Goal of the exercise: All of the records listed below should be retyped exactly.

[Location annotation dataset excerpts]
────────────────

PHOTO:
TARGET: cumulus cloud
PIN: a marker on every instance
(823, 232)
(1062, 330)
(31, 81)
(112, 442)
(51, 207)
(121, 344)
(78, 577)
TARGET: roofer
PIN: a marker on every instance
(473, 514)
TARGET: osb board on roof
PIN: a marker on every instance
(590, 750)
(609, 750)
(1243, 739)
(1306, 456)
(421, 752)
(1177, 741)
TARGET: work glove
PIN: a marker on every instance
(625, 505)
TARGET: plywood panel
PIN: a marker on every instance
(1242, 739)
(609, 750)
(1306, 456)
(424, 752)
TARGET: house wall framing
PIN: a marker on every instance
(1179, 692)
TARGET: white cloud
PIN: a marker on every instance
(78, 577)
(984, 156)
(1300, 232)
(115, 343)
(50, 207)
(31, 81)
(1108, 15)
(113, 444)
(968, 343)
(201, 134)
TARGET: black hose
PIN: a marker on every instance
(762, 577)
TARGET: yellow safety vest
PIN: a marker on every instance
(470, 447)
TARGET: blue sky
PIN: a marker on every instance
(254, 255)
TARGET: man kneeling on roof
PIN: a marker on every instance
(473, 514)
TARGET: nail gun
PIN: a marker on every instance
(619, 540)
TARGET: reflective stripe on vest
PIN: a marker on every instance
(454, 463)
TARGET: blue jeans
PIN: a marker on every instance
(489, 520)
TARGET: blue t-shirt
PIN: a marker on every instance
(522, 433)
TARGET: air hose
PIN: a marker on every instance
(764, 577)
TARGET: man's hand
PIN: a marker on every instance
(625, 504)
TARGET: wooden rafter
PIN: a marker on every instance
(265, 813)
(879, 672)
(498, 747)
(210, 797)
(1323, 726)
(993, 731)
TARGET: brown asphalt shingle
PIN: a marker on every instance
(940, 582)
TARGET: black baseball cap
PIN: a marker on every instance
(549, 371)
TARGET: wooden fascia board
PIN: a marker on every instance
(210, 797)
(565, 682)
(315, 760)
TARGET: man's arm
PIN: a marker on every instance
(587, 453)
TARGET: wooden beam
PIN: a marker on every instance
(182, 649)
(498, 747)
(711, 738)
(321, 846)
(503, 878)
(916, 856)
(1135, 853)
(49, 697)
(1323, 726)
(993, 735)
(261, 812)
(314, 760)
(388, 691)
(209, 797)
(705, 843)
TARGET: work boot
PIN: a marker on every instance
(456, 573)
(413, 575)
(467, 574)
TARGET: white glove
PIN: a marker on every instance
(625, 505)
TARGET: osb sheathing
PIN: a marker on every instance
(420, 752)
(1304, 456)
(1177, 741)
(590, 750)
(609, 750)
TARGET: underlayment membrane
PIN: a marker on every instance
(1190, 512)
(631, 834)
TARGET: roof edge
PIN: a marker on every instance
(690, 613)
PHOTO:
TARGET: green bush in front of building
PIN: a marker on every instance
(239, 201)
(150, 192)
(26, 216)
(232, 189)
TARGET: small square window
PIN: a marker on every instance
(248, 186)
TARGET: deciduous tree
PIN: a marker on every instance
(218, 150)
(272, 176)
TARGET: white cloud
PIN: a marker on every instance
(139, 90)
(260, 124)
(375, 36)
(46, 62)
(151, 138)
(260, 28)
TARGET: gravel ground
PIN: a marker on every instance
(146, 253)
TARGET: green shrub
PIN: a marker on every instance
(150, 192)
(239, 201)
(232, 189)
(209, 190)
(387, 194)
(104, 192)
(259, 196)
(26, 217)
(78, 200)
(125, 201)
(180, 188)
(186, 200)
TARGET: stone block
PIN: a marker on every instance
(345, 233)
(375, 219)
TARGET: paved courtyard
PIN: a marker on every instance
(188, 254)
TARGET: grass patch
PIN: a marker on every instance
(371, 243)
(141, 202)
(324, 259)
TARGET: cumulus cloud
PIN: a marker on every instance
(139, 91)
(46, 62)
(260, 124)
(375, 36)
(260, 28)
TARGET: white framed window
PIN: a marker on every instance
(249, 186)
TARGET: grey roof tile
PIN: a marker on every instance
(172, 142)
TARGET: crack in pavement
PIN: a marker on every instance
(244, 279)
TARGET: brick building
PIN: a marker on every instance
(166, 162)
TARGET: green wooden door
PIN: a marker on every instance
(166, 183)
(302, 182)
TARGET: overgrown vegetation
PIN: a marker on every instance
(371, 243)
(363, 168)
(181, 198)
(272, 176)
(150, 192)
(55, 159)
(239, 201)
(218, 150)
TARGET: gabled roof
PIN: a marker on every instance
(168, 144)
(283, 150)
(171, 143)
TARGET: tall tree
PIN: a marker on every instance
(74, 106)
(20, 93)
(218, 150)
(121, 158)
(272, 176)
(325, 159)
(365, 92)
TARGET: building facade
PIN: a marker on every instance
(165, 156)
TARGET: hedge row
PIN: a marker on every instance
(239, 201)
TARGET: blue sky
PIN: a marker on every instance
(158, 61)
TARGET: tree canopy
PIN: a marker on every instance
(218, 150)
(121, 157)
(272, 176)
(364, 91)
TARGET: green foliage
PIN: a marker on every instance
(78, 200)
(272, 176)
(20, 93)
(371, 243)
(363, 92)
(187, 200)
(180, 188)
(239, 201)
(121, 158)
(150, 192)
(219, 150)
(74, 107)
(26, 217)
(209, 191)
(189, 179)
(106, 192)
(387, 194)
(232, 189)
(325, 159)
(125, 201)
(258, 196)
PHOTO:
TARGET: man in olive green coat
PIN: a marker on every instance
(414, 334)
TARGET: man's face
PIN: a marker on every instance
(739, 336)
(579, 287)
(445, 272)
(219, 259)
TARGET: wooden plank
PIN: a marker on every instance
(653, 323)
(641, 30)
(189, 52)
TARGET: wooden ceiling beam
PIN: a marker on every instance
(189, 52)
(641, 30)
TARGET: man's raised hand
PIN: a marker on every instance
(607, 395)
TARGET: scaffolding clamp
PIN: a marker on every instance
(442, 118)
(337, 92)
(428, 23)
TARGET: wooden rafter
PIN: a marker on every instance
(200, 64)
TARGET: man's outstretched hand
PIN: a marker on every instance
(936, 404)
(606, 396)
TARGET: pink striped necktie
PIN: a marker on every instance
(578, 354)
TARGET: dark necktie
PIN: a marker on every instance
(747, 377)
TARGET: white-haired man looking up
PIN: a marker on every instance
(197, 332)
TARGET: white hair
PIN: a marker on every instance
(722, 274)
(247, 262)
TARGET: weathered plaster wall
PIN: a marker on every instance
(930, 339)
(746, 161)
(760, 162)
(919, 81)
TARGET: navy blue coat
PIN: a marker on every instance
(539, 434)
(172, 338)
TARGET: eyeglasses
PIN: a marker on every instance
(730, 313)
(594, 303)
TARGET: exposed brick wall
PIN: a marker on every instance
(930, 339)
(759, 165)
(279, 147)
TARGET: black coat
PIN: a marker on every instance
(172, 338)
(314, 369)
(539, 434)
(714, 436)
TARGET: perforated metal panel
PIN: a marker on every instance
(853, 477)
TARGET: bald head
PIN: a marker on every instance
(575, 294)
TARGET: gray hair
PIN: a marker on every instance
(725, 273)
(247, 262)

────────────────

Task result:
PHOTO:
TARGET: cumulus cloud
PIN: a marker on every instance
(823, 232)
(1062, 330)
(31, 81)
(112, 442)
(51, 207)
(121, 344)
(78, 577)
TARGET: roofer
PIN: a marker on every instance
(473, 514)
TARGET: osb board on roof
PIN: a marker on every instance
(590, 750)
(609, 750)
(1243, 739)
(1306, 456)
(421, 752)
(1177, 741)
TARGET: work glove
PIN: a marker on every instance
(625, 505)
TARGET: plywood panel
PIN: a marker on every instance
(1242, 739)
(609, 750)
(1306, 456)
(424, 752)
TARGET: house wall framing
PIN: a marker on every instance
(1179, 692)
TARGET: white cloud
PIN: a marker on every instance
(78, 577)
(984, 156)
(1300, 232)
(115, 343)
(50, 207)
(31, 81)
(1108, 15)
(113, 444)
(968, 343)
(201, 134)
TARGET: black hose
PIN: a marker on every instance
(762, 577)
TARGET: yellow safety vest
PIN: a marker on every instance
(470, 447)
TARGET: blue sky
PIN: a marker on every instance
(254, 255)
TARGET: man kneeling on roof
PIN: a marker on every instance
(473, 514)
TARGET: nail gun
PIN: a marker on every instance
(619, 540)
TARGET: reflective stripe on vest
PIN: a marker on every instance
(454, 463)
TARGET: blue jeans
PIN: a marker on every instance
(489, 520)
TARGET: blue t-shirt
PIN: a marker on every instance
(522, 433)
TARGET: air hose
PIN: a marker on every instance
(764, 577)
TARGET: man's hand
PIN: a marker on every instance
(625, 504)
TARGET: wooden rafter
PIN: a marker on every instance
(265, 813)
(879, 672)
(498, 747)
(210, 797)
(1323, 726)
(993, 731)
TARGET: brown asphalt shingle
PIN: a marker on every instance
(940, 582)
TARGET: black baseball cap
PIN: a marker on every instance
(549, 371)
TARGET: wooden fascia board
PIN: a marker on every instance
(210, 797)
(565, 682)
(315, 760)
TARGET: man's arm
PIN: a marker on every instance
(587, 453)
TARGET: wooden beam
PIN: a marker on every instance
(182, 649)
(498, 747)
(711, 738)
(321, 846)
(503, 878)
(916, 856)
(1135, 853)
(49, 697)
(1323, 726)
(993, 735)
(261, 812)
(314, 760)
(388, 691)
(209, 797)
(705, 843)
TARGET: work boot
PIN: a marker on every instance
(456, 573)
(413, 575)
(467, 574)
TARGET: white glove
PIN: a marker on every instance
(625, 505)
TARGET: osb sheathing
PIN: a marker on every instance
(420, 752)
(1304, 456)
(1177, 741)
(590, 750)
(609, 750)
TARGET: underlayment membrane
PIN: a marker on every instance
(1190, 512)
(631, 834)
TARGET: roof edge
PIN: a marker on every instance
(690, 613)
PHOTO:
TARGET: green bush in front of building
PIN: a marker on every instance
(239, 201)
(150, 192)
(26, 216)
(232, 189)
TARGET: small square window
PIN: a marker on every instance
(248, 186)
TARGET: deciduous tree
PIN: a marker on every instance
(218, 150)
(272, 176)
TARGET: white cloud
PIN: a marker on every instance
(139, 90)
(260, 124)
(375, 36)
(46, 62)
(151, 138)
(260, 28)
TARGET: gravel ground
PIN: a marker on every instance
(146, 253)
TARGET: green shrub
PIN: a marker on every instance
(150, 192)
(239, 201)
(232, 189)
(209, 190)
(387, 194)
(104, 192)
(259, 196)
(26, 217)
(78, 200)
(125, 201)
(180, 188)
(186, 200)
TARGET: stone block
PIN: a marker on every instance
(345, 233)
(375, 219)
TARGET: paved courtyard
PIN: a marker on every instance
(188, 254)
TARGET: grass patch
PIN: a marker on every instance
(371, 243)
(141, 202)
(324, 259)
TARGET: cumulus cloud
PIN: a marker on every instance
(139, 91)
(46, 62)
(260, 124)
(375, 36)
(260, 28)
TARGET: white framed window
PIN: a marker on every instance
(249, 186)
TARGET: grey roof tile
PIN: a marker on every instance
(172, 142)
TARGET: crack in pavement
PIN: a marker on every instance
(244, 279)
TARGET: brick building
PIN: a marker on every instance
(166, 162)
TARGET: green wooden door
PIN: a marker on every instance
(166, 183)
(302, 182)
TARGET: overgrown vegetation
PIN: a marker on every instance
(371, 243)
(363, 168)
(181, 198)
(272, 176)
(150, 192)
(55, 159)
(239, 201)
(218, 150)
TARGET: gabled roof
PIN: a marker on every instance
(168, 144)
(283, 150)
(171, 143)
TARGET: tall tree
PIN: a marker on every instance
(74, 106)
(20, 93)
(218, 150)
(121, 158)
(272, 176)
(325, 159)
(365, 92)
TARGET: building facade
PIN: a marker on every instance
(165, 156)
TARGET: hedge row
PIN: a marker on every instance
(239, 201)
TARGET: blue sky
PIN: a marker on every instance
(158, 61)
TARGET: tree canopy
PIN: a marker on every instance
(218, 150)
(121, 157)
(272, 176)
(364, 91)
TARGET: green foliage
PIN: a marker on every instance
(78, 200)
(272, 176)
(20, 93)
(371, 243)
(363, 92)
(187, 200)
(180, 188)
(239, 201)
(121, 158)
(150, 192)
(219, 150)
(74, 107)
(26, 217)
(209, 191)
(189, 179)
(106, 192)
(387, 194)
(232, 189)
(325, 159)
(125, 201)
(258, 196)
PHOTO:
TARGET: man in olive green coat
PIN: a marker on every instance
(414, 334)
TARGET: man's face
PIN: a marker on every instance
(739, 336)
(579, 287)
(445, 272)
(219, 259)
TARGET: wooden plank
PIN: a marker on every instance
(653, 323)
(641, 30)
(189, 52)
TARGET: wooden ceiling beam
PIN: a marker on every instance
(189, 52)
(641, 30)
TARGET: man's raised hand
PIN: a marker on every instance
(607, 395)
TARGET: scaffolding clamp
PIN: a marker on every instance
(442, 118)
(337, 92)
(428, 23)
TARGET: wooden rafter
PIN: a marker on every instance
(200, 64)
TARGET: man's outstretched hand
PIN: a marker on every instance
(936, 404)
(606, 396)
TARGET: pink striped necktie
PIN: a marker on every instance
(578, 354)
TARGET: dark necktie
PIN: a marker on every instance
(747, 377)
TARGET: white-haired man looking up
PIN: a marker on every instance
(197, 332)
TARGET: white hair
PIN: a marker on every instance
(722, 274)
(247, 262)
TARGET: weathered plaster wall
PIN: a marker on every instance
(930, 339)
(746, 161)
(760, 162)
(919, 81)
TARGET: navy blue coat
PIN: a marker on every instance
(539, 434)
(172, 338)
TARGET: eyeglasses
PIN: a marker on every instance
(730, 313)
(594, 303)
TARGET: exposed brick wall
PIN: a marker on every instance
(930, 339)
(759, 165)
(279, 147)
TARGET: black coat
PIN: a marker on every instance
(172, 338)
(314, 369)
(539, 434)
(714, 436)
TARGET: perforated metal panel
PIN: a marker on every instance
(853, 477)
TARGET: bald head
PIN: a marker on every instance
(575, 294)
TARGET: gray hair
PIN: a marker on every instance
(725, 273)
(247, 262)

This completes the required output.